# WORK TO BE COMPLETED:
Only the lines from the one containing "Phrase: small side building" through the end of the listing below are to be reproduced, exactly as they stand.

# EXERCISE MATERIALS:
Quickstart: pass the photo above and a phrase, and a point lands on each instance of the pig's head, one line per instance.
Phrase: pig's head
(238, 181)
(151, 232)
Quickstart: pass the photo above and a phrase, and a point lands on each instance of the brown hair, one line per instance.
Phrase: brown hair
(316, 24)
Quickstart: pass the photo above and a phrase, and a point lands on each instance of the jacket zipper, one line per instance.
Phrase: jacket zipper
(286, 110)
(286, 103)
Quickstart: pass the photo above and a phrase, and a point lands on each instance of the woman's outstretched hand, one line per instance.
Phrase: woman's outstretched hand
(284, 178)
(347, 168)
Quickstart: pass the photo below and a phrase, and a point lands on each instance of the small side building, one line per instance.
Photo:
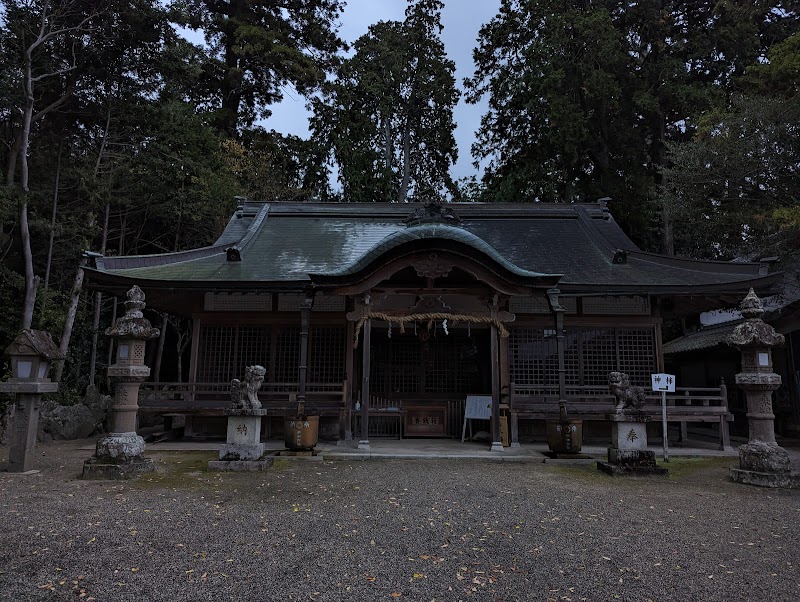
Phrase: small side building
(415, 307)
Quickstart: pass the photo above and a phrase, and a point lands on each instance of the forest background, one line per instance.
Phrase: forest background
(119, 136)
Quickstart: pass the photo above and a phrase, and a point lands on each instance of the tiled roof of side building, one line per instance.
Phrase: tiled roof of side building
(287, 242)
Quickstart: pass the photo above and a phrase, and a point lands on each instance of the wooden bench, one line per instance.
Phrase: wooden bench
(687, 404)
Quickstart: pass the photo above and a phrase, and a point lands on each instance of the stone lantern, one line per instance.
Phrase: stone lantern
(120, 455)
(761, 460)
(31, 354)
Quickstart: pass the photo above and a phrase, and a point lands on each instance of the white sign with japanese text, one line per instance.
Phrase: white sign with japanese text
(663, 382)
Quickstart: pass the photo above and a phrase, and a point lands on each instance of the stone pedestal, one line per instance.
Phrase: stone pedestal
(628, 454)
(118, 456)
(30, 353)
(244, 435)
(243, 450)
(25, 426)
(762, 461)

# FINISHED TASK:
Phrase: small side building
(415, 307)
Quickstart: pass the photo above and a phrase, and a point lands on each instance of the forest background, one line per instance.
Phrase: forest background
(119, 136)
Quickstart: pass the photo above and a phrase, and a point lands on each instance of the tiled roof of side building, one line per instance.
Phrase: tiled roof of side building
(287, 242)
Quickstart: pass the photo above and a phrase, and a point lands on each instance of the wooden bench, one line per instance.
Phrase: wooden bench
(687, 404)
Quickstart: pass the photo above and a phrase, and a point lands on each instance of the stone lantern, one line per instance.
Phrase: stone lantern
(120, 455)
(761, 460)
(31, 354)
Quickstart: pass the photo above and a phrase, and a point lands on each instance of the white sign with japanese text, one line per instance.
Phrase: white sign with japanese text
(663, 382)
Quickstart: pass the photo above and a phrase, and a point lands on each instance of the stone pedestal, one line per instance.
Phrase: stone pedestal
(628, 454)
(118, 456)
(30, 353)
(244, 435)
(243, 450)
(25, 426)
(762, 461)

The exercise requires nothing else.